> **Exercise details**: Please tally how many lines in the records below contain the word "photograph". Reply with the number alone.

> **Extracted information**:
################

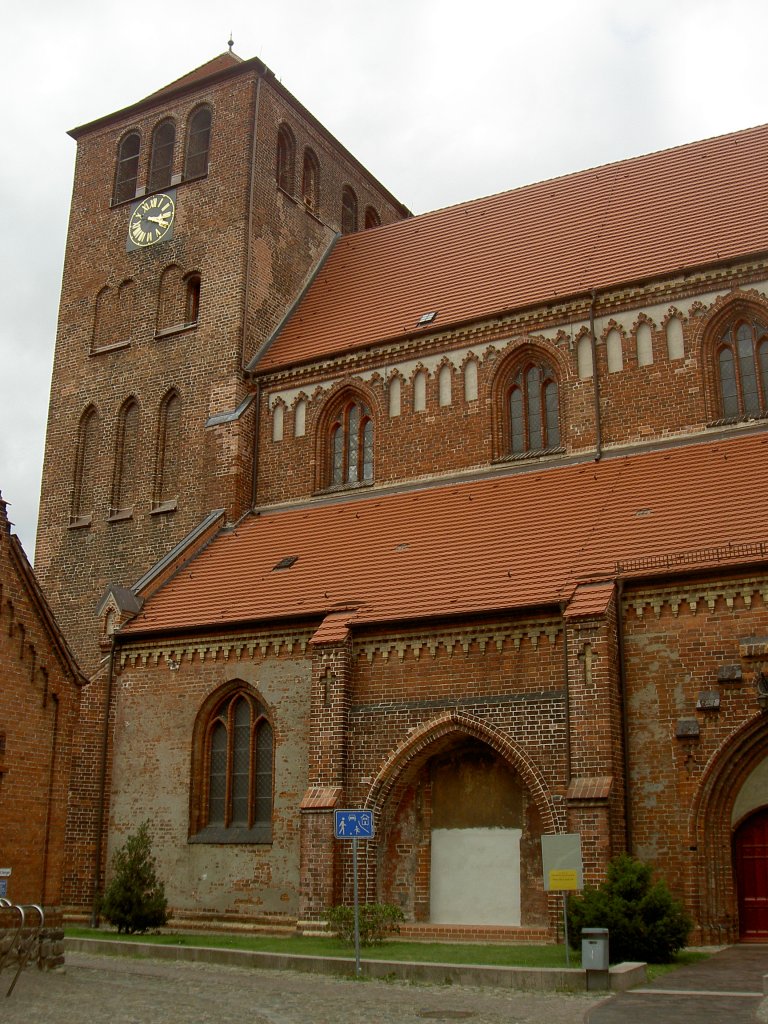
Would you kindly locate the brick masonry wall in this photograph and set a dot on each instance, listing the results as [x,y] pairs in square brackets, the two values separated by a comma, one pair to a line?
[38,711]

################

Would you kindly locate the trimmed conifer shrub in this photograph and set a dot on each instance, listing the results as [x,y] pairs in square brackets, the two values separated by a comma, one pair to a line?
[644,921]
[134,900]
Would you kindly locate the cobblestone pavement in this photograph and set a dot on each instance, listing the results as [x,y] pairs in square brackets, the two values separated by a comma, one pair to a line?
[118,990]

################

> **Solution to this exercise**: 3